§ Task to complete: Would you please return the lines of the entries below starting at the line that has "Query: nose" and ending at the line that has "Query: man in white lab coat", both included, exactly as they are?

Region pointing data
□ □ □

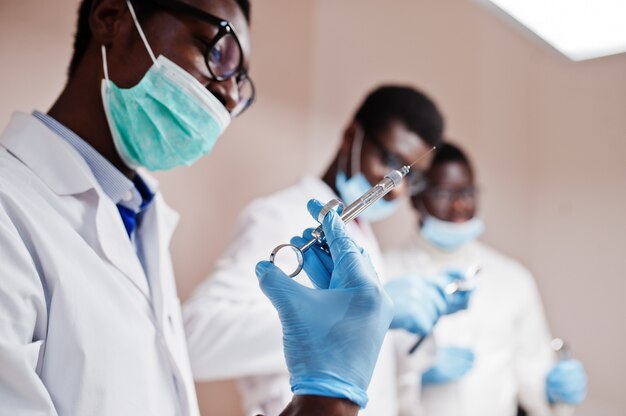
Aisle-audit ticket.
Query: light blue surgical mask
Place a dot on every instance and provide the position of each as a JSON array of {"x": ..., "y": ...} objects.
[
  {"x": 168, "y": 119},
  {"x": 351, "y": 189},
  {"x": 448, "y": 235}
]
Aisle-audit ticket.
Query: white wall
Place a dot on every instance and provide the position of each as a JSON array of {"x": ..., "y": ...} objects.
[{"x": 547, "y": 135}]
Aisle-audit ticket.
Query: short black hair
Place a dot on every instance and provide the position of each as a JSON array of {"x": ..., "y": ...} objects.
[
  {"x": 83, "y": 32},
  {"x": 389, "y": 103},
  {"x": 448, "y": 153}
]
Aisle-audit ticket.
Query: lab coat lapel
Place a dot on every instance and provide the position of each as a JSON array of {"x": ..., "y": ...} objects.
[
  {"x": 157, "y": 228},
  {"x": 116, "y": 245},
  {"x": 58, "y": 164}
]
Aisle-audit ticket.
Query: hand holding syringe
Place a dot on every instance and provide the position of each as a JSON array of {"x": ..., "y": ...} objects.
[{"x": 392, "y": 180}]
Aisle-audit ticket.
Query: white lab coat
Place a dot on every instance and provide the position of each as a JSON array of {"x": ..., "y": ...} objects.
[
  {"x": 505, "y": 327},
  {"x": 82, "y": 329},
  {"x": 233, "y": 331}
]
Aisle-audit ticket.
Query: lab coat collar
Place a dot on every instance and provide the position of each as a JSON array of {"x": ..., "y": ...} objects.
[
  {"x": 65, "y": 172},
  {"x": 36, "y": 145}
]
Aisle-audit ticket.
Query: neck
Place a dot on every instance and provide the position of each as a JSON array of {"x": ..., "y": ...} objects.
[{"x": 80, "y": 108}]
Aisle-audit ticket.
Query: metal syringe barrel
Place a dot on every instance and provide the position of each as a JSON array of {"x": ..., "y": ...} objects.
[{"x": 382, "y": 188}]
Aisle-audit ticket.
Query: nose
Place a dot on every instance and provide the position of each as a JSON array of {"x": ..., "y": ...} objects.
[
  {"x": 226, "y": 91},
  {"x": 460, "y": 204}
]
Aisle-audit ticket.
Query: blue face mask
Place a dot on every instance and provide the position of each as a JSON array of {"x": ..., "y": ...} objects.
[
  {"x": 169, "y": 119},
  {"x": 450, "y": 235},
  {"x": 351, "y": 189}
]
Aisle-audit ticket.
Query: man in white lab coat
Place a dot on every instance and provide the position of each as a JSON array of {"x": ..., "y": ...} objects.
[
  {"x": 496, "y": 353},
  {"x": 90, "y": 323},
  {"x": 226, "y": 320}
]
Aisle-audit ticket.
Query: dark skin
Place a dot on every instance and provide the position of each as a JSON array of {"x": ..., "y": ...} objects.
[
  {"x": 446, "y": 196},
  {"x": 397, "y": 140},
  {"x": 180, "y": 39}
]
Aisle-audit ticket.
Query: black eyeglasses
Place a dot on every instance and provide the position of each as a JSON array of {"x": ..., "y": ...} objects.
[
  {"x": 415, "y": 178},
  {"x": 446, "y": 195},
  {"x": 223, "y": 54}
]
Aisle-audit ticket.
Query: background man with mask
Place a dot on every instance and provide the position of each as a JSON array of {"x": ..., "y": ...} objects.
[
  {"x": 227, "y": 321},
  {"x": 497, "y": 352},
  {"x": 90, "y": 321}
]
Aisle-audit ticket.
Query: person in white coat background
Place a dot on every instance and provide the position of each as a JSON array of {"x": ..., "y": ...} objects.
[
  {"x": 226, "y": 319},
  {"x": 496, "y": 354},
  {"x": 90, "y": 322}
]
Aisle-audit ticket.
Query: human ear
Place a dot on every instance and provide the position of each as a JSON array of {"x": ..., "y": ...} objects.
[{"x": 107, "y": 19}]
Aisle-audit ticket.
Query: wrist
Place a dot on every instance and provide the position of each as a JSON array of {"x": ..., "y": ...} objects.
[
  {"x": 329, "y": 386},
  {"x": 309, "y": 405}
]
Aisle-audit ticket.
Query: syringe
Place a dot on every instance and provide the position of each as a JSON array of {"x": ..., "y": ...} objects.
[{"x": 382, "y": 188}]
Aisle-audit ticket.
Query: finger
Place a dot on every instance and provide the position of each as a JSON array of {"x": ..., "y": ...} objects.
[
  {"x": 339, "y": 241},
  {"x": 317, "y": 264},
  {"x": 314, "y": 207},
  {"x": 276, "y": 285}
]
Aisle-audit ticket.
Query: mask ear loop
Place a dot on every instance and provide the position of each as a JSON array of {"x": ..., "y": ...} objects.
[
  {"x": 141, "y": 34},
  {"x": 104, "y": 62}
]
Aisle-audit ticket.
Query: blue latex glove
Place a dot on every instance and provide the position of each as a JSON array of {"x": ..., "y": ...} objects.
[
  {"x": 567, "y": 382},
  {"x": 331, "y": 335},
  {"x": 452, "y": 363},
  {"x": 419, "y": 302}
]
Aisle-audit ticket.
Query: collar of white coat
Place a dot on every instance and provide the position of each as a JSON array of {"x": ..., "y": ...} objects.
[
  {"x": 60, "y": 166},
  {"x": 47, "y": 155}
]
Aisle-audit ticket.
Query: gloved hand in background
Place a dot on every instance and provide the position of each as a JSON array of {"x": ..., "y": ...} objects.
[
  {"x": 567, "y": 382},
  {"x": 331, "y": 335},
  {"x": 419, "y": 302},
  {"x": 452, "y": 363}
]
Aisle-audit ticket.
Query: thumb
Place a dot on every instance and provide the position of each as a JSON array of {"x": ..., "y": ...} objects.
[{"x": 276, "y": 285}]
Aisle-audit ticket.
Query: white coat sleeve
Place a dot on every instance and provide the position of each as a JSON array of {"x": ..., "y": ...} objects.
[
  {"x": 534, "y": 357},
  {"x": 232, "y": 329},
  {"x": 23, "y": 316}
]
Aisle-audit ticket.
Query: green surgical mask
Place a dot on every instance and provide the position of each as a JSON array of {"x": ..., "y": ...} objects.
[{"x": 168, "y": 119}]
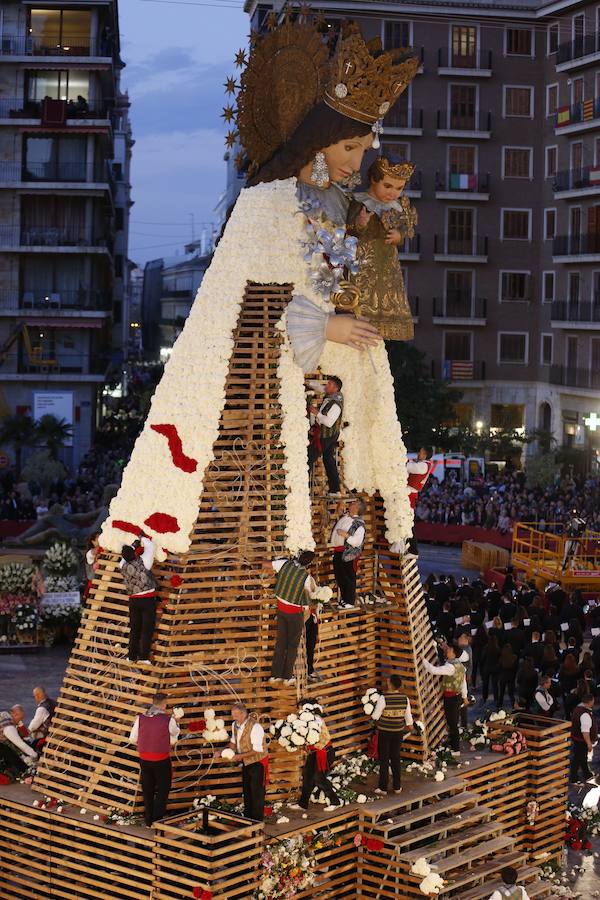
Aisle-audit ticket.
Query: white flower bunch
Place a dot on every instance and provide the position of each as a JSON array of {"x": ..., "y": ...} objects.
[
  {"x": 369, "y": 700},
  {"x": 15, "y": 578},
  {"x": 298, "y": 730},
  {"x": 60, "y": 559},
  {"x": 215, "y": 728}
]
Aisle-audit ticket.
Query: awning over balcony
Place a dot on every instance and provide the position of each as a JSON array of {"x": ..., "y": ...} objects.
[{"x": 64, "y": 322}]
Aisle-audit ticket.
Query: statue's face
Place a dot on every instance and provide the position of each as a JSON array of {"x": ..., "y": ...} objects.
[
  {"x": 388, "y": 189},
  {"x": 345, "y": 157}
]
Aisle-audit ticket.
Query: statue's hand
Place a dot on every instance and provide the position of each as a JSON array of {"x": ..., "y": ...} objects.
[{"x": 355, "y": 332}]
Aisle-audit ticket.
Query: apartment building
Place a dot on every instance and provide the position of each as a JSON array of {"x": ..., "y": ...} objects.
[
  {"x": 65, "y": 148},
  {"x": 503, "y": 124}
]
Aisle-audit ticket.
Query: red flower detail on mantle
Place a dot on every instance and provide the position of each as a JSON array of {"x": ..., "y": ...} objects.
[
  {"x": 183, "y": 462},
  {"x": 162, "y": 523}
]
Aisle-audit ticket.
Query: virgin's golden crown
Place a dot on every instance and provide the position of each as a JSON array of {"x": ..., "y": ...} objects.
[{"x": 365, "y": 82}]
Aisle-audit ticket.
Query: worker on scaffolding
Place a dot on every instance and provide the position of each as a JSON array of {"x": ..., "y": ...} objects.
[{"x": 574, "y": 530}]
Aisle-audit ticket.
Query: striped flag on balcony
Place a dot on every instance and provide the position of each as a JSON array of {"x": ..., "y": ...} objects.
[{"x": 461, "y": 371}]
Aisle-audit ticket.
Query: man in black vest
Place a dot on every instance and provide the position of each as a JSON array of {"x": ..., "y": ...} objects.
[
  {"x": 136, "y": 564},
  {"x": 347, "y": 540},
  {"x": 584, "y": 734},
  {"x": 329, "y": 418}
]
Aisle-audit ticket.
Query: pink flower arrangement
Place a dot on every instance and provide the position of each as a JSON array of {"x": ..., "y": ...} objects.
[{"x": 510, "y": 742}]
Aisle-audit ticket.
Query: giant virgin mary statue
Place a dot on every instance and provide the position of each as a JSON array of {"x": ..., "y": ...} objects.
[{"x": 305, "y": 121}]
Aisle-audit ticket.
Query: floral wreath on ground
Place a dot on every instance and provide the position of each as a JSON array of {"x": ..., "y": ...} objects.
[
  {"x": 581, "y": 825},
  {"x": 289, "y": 865}
]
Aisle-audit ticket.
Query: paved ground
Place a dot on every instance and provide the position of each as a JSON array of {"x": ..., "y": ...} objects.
[{"x": 20, "y": 673}]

□ □ □

§ Solution to this exercise:
Query: nose
Place a dot on every instance and provide the position of each as a JSON array of {"x": ..., "y": ...} objects.
[
  {"x": 226, "y": 91},
  {"x": 460, "y": 204}
]
Aisle-audit ticket.
Query: blue face mask
Place a dot on every instance and provide the position of each as a JSON array of {"x": ..., "y": ...} objects.
[
  {"x": 169, "y": 119},
  {"x": 450, "y": 235},
  {"x": 351, "y": 189}
]
Aisle-audit ticket.
Query: man in white lab coat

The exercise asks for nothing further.